Point annotation dataset records
▽

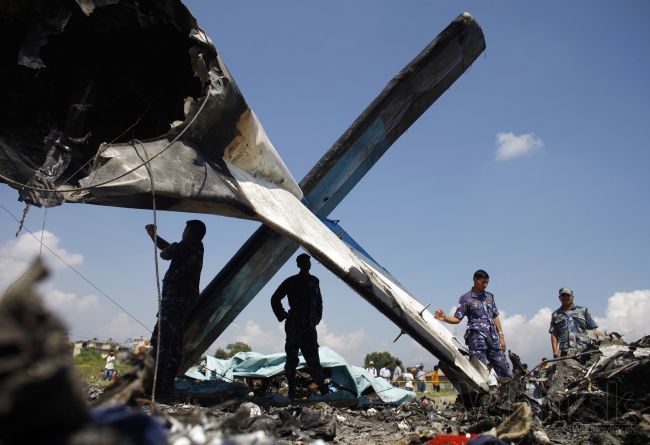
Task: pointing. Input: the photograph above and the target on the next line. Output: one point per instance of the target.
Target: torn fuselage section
(93, 93)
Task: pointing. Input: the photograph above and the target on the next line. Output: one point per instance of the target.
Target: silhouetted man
(305, 312)
(179, 295)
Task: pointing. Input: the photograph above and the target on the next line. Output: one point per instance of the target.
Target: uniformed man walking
(569, 325)
(305, 312)
(180, 292)
(484, 335)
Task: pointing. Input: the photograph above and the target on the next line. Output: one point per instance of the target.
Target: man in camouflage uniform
(180, 292)
(484, 335)
(305, 312)
(569, 324)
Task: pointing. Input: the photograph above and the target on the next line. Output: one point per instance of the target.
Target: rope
(40, 249)
(90, 187)
(77, 272)
(155, 260)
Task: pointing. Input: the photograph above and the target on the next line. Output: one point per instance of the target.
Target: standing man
(109, 368)
(484, 335)
(420, 376)
(180, 292)
(305, 312)
(397, 373)
(384, 373)
(435, 378)
(569, 325)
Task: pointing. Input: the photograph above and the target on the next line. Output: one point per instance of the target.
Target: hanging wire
(78, 273)
(40, 249)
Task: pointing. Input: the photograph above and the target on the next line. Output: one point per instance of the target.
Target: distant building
(100, 345)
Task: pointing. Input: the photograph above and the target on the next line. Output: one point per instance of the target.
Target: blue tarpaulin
(354, 379)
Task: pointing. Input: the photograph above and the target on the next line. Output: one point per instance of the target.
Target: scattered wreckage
(598, 396)
(128, 103)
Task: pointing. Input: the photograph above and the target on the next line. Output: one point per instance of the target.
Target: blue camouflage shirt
(480, 310)
(181, 281)
(570, 327)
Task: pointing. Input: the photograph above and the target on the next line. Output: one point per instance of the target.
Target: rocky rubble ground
(601, 395)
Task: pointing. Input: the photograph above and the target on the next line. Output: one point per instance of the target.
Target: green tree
(232, 349)
(240, 346)
(221, 353)
(379, 359)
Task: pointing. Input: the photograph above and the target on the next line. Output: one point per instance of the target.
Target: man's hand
(151, 229)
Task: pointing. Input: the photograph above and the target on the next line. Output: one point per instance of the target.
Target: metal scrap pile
(599, 396)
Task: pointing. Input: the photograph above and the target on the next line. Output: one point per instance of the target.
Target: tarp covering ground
(354, 379)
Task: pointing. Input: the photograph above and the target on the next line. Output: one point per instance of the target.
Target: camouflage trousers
(172, 327)
(304, 338)
(486, 348)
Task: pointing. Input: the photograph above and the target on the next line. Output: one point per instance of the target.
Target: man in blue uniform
(569, 324)
(305, 312)
(484, 335)
(180, 292)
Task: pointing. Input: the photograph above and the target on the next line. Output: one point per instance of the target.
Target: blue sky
(566, 85)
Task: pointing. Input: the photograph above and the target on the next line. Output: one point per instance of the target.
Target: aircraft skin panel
(285, 214)
(371, 134)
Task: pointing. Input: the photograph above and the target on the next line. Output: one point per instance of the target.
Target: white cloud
(510, 146)
(528, 338)
(627, 313)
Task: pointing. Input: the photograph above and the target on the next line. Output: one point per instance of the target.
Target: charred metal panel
(115, 83)
(95, 76)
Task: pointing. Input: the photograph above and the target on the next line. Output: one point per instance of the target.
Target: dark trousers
(302, 337)
(172, 326)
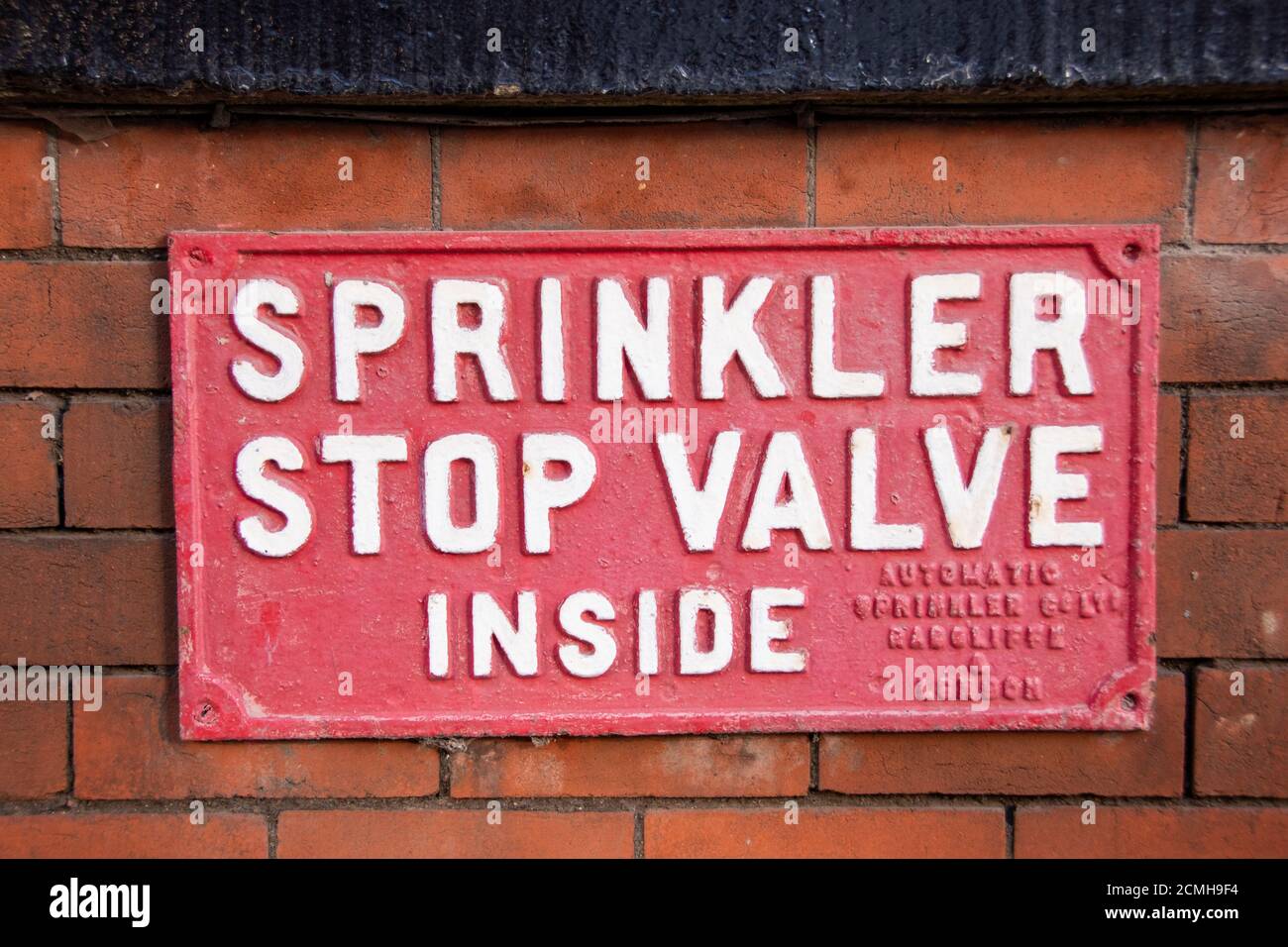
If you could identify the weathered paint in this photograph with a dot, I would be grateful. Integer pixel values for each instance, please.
(638, 586)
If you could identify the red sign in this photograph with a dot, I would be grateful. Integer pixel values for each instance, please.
(658, 482)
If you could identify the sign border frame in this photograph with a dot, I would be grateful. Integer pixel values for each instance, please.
(211, 709)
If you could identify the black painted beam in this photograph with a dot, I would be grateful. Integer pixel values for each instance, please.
(589, 51)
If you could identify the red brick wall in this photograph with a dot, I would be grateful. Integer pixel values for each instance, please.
(85, 554)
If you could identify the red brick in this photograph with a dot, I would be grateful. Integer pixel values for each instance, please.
(1141, 831)
(116, 463)
(1168, 474)
(88, 599)
(1237, 478)
(1223, 592)
(825, 832)
(713, 174)
(29, 489)
(134, 187)
(26, 198)
(1223, 318)
(454, 834)
(634, 767)
(879, 172)
(1240, 742)
(1253, 210)
(33, 749)
(130, 749)
(133, 835)
(1146, 763)
(81, 325)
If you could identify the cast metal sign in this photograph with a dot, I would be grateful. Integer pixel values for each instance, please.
(657, 482)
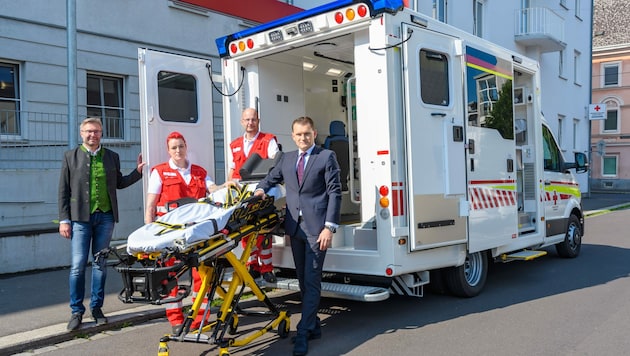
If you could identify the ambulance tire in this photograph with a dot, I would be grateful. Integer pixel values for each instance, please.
(468, 279)
(570, 247)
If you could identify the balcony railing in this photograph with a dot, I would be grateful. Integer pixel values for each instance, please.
(539, 27)
(37, 140)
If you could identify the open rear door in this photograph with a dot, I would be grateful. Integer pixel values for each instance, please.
(434, 138)
(176, 95)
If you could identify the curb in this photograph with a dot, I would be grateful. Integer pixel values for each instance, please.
(605, 210)
(55, 334)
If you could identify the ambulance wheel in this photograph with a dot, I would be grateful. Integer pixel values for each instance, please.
(283, 329)
(468, 279)
(570, 247)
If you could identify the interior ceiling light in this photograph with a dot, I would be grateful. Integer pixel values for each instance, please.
(309, 66)
(334, 72)
(325, 46)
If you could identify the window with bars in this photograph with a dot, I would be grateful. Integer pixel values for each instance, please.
(105, 100)
(9, 99)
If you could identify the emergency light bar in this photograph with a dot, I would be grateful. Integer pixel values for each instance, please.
(331, 15)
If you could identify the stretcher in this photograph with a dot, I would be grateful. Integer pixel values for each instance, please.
(204, 240)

△

§ Task objective: Word for word, quote the lines above. Omit the pictures.

§ Correct answer:
Task: pointing. Input: the photograph above and the target on the next line. Output: one point per instance of the target.
Target: torn fuselage section
(93, 93)
Task: pointing. Input: the photograph above and the target on the next line. Output: one point per instance of the target.
Target: silhouetted man
(305, 312)
(179, 295)
Task: pointing. Input: the photograph above and the target on the next line. Output: one point per instance of the target.
Target: uniformed man walking
(569, 325)
(305, 312)
(180, 292)
(484, 335)
Task: pointing. Input: the photograph above and the target on the next line. Output: one point per instance of the target.
Target: man in camouflage uniform
(180, 292)
(484, 335)
(305, 312)
(569, 324)
Task: pointing. Input: the photograph above and the target on the next line. Output: one point per instance of the target.
Target: rope
(40, 249)
(90, 187)
(77, 272)
(155, 260)
Task: pointing. Input: the photograph above and the target on the next line. Output: one point per instance of the target.
Target: standing man
(109, 368)
(484, 335)
(420, 376)
(180, 292)
(305, 312)
(397, 373)
(384, 373)
(435, 378)
(569, 325)
Task: pointing. Input: the photograph above and the target on the next line. Output: one point per instance of the target.
Target: hanging wire
(78, 273)
(40, 249)
Task: pointing. Input: the photograph above and the target on the next line. Output: one point per instance of the target.
Target: distant building
(100, 345)
Task: pointing. Input: the photograph above and the target on the next line. Output: one point per instance of the target.
Target: blue tarpaulin
(354, 379)
Task: pointing. Input: the photograph above and the target on the next line. Output: one point per instance of the target.
Target: scattered wreckage
(598, 396)
(128, 103)
Task: pointing. Input: the photograph above and the target on the next line. Output: one point per instance of the target.
Target: blue camouflage shirt
(480, 310)
(181, 281)
(570, 327)
Task: pointing. Input: the photograph above and the target on the next line. Output: one point per instance of the target.
Target: rocky rubble ground
(601, 395)
Task: pointing. Input: the photograph above and the target on the next line. Output: one point per instance of the target.
Target: green tree
(232, 349)
(240, 346)
(221, 353)
(379, 359)
Task: pointing. Input: the photograph above and the target on the next line. Output: one point per instance of the target.
Target: man's hand
(151, 229)
Task: pointing. Input: the photograph above and the target on the next line. Output: one point per instance of the target.
Target: metal scrap pile
(599, 396)
Task: pointing. Input: the photograph above and the target on the next line. Output: one point per instance of the target.
Target: tarp covering ground
(354, 379)
Task: pointing. Input: the photograph above and the target on the next line. Output: one point per instance of the target.
Target: camouflage trousers
(172, 327)
(304, 338)
(486, 348)
Task: pointing. Input: the photograph above and the target on the next line. Output: one point per instance of the target.
Target: man in blue uniform
(569, 324)
(305, 312)
(484, 335)
(180, 292)
Task: pointing. Input: the photograph above and the target on the next line. Output: one point per instance of the target.
Target: blue sky
(566, 85)
Task: pointing. Input: the photograph above and the target on the next line. Output: one point per instance of the target.
Target: aircraft skin panel
(285, 214)
(371, 134)
Task: pointing. Input: the photograph above and the target on the next line. Output: one point per instance of the target.
Target: white cloud
(510, 146)
(528, 338)
(627, 313)
Task: pointing. Input: the photograph above and the target on the next line. Output: one point per instance of the target.
Target: charred metal panel
(115, 83)
(95, 76)
Task: pointing. Input: the photograph above and the target on the next line. Output: one point per instance of the target.
Target: dark trousers
(302, 337)
(172, 326)
If you could identify the weathered paint in this photograph with a dot, I would be grateful. Integer pixel values for each instance, please.
(638, 586)
If you could identify the red sign in this photograph with a dot, I would be grateful. Integer pixel values for each instance, please.
(658, 482)
If you could identify the sign border frame in this photograph with a dot, I would be grateful. Integer pixel values for each instance, please.
(211, 709)
If you could identify the black painted beam in this photograph with a dot, I would be grateful. Integer pixel values for each instance, please.
(589, 51)
If you could identify the red brick wall in this photograph with a dot, I would be grateful. Integer pixel values for each instance, please.
(85, 554)
If you could identify the red brick in this photograph with a dot, I would be grateful. Integer pixel values for each instance, please.
(1141, 831)
(116, 463)
(1168, 474)
(88, 599)
(1237, 478)
(1223, 592)
(825, 832)
(713, 174)
(29, 489)
(134, 187)
(26, 198)
(1223, 318)
(454, 834)
(634, 767)
(879, 172)
(1240, 742)
(1253, 210)
(33, 749)
(130, 749)
(133, 835)
(1146, 763)
(81, 325)
If you could identify the cast metal sign in this photograph with a dot, I would be grateful. Integer pixel values for each instance, please.
(657, 482)
If you could identify the ambulance tire in this photograph with a dot, I would be grateful. Integer pixel values for each instance, please.
(468, 279)
(570, 247)
If you could identify the balcony railing in this photograph with a dot, I would be grateful. Integer pixel values for each instance, please.
(539, 27)
(37, 140)
If you could identify the open rear door in this photograph with a dot, I would be grateful. Integer pixel values for each instance, please.
(434, 138)
(176, 95)
If you could identify the curb in this photograph with a dot, I would be grateful. Integer pixel values for each instance, please.
(605, 210)
(55, 334)
If you could identify the ambulance wheel in this photograph with a dot, I would be grateful. Integer pixel values for each instance, please.
(283, 329)
(468, 279)
(570, 247)
If you could identify the interior ceiling light in this photograph with a dot, I would be grateful. Integer pixel values for each instance, please.
(309, 66)
(334, 72)
(325, 46)
If you could identify the window with bars in this photograph with a dot, I would be grateful. Integer pixel values for each instance, please.
(105, 100)
(9, 99)
If you could identify the emergency light bar in this photograph with a dot, I would be grateful. Integer pixel values for each instance, please.
(331, 15)
If you could identify the stretcher in this photograph with a dot, I would be grateful. Integer pixel values for each instance, please.
(204, 240)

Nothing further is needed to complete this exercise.